Meine Lieblingsstrophe, müsste ich denn eine auswählen, ist die dritte, die hat es mir angetan. (Bitte da noch schnell ein "n" an die Menschen hängen.)

Obwohl dies ja nur die oberflächliche Bedeutungsebene darstellt, nämlich den routinemäßigen Jahresablauf, wie er sich schon seit langen Zeiträumen immer wiederholend in der Natur abspielt.

Was natürlich nicht für den Menschen gilt, denn wenn dieser seine Winterwende überschritten hat, werden die Tage immer kürzer und gezählter und enden da, wo sie stets enden.
Das setzt eine Einsicht voraus.

Aber auch das wiederholt sich und ich finde, in dieser regelmäßigen Beständigkeit, in der das ganze Sein abläuft, liegt auch eine kleine Hoffnung versteckt.

Und man kann ja nie wissen...

So, ich habe noch eine kleine Anmerkung zu machen und zwar für Strophe 2:

Blass gefrorne Sonnnenstunden
halten Welt und Wald umgrenzt.
Hase ist im Bau verschwunden.
Jeder Baum wird zum Gespenst.

Im Prinzip eine schöne Wortwahl, an der es nicht viel auszusetzen gibt.

AUFGABENSTELLUNG:
**a.** Fasse den Kommentar zum Gedicht in zwei Sätzen zusammen.
**b.** Liefere die Fortsetzung des Kommentars zum Gedicht, beginnend nach dessen letztem Satz.

DATENTEIL:
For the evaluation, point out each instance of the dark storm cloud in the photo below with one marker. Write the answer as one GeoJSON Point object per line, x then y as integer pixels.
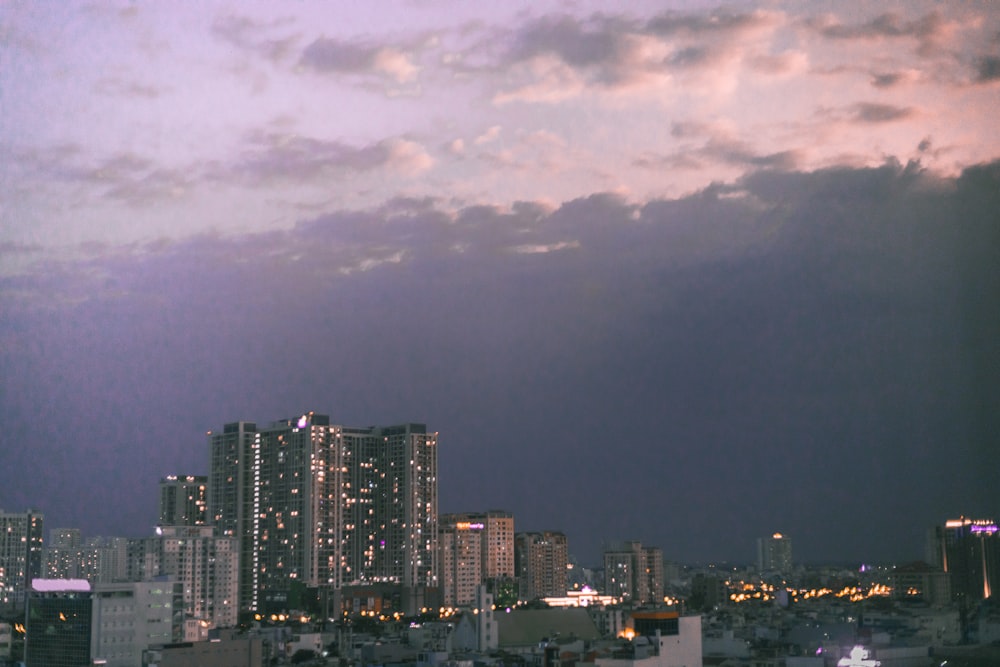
{"type": "Point", "coordinates": [815, 351]}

LÖSUNGEN DER REIHE:
**a.** Die dritte Strophe ist die Lieblingsstrophe, weil sie an der Oberfläche den sich stets wiederholenden Jahresablauf der Natur zeigt, der für den Menschen nach seiner Winterwende nicht gilt, und doch liegt in dieser regelmäßigen Beständigkeit allen Seins eine kleine Hoffnung. Zur zweiten Strophe folgt eine Anmerkung, in der die Wortwahl als im Prinzip schön und kaum zu beanstanden bezeichnet wird.

**b.**
Leider klingt es etwas abgehackt und in der dritten Zeile liegt der Hase tatsächlich im Pfeffer.
Es hört sich gar nicht so gut an, wenn man sagt, Hase ist fortgehoppelt.
Besser wäre, der Hase ist fortgehoppelt.
Geht hier aber nicht, wegen des verwendeten Trochäus.
Die obige Lösung zwingt aber, aus der relativ kurzen Strophe drei ganze Sätze zu machen.

Eine kleine Veränderung würde da Wunder wirken und deine Intentionen in keiner Weise verändern:

Blass gefrorne Sonnnenstunden
halten Welt und Wald umgrenzt,
Hasen sind im Bau verschwunden,
jeder Baum wird zum Gespenst.

Ein Satz und alles picobello.

Ich finde wirklich, das lohnt sich bei diesem feinen Dingelchen.


Sehr schönes und tiefgängiges Gedicht, was ich gerne gelesen, kommentiert und bemeckert habe...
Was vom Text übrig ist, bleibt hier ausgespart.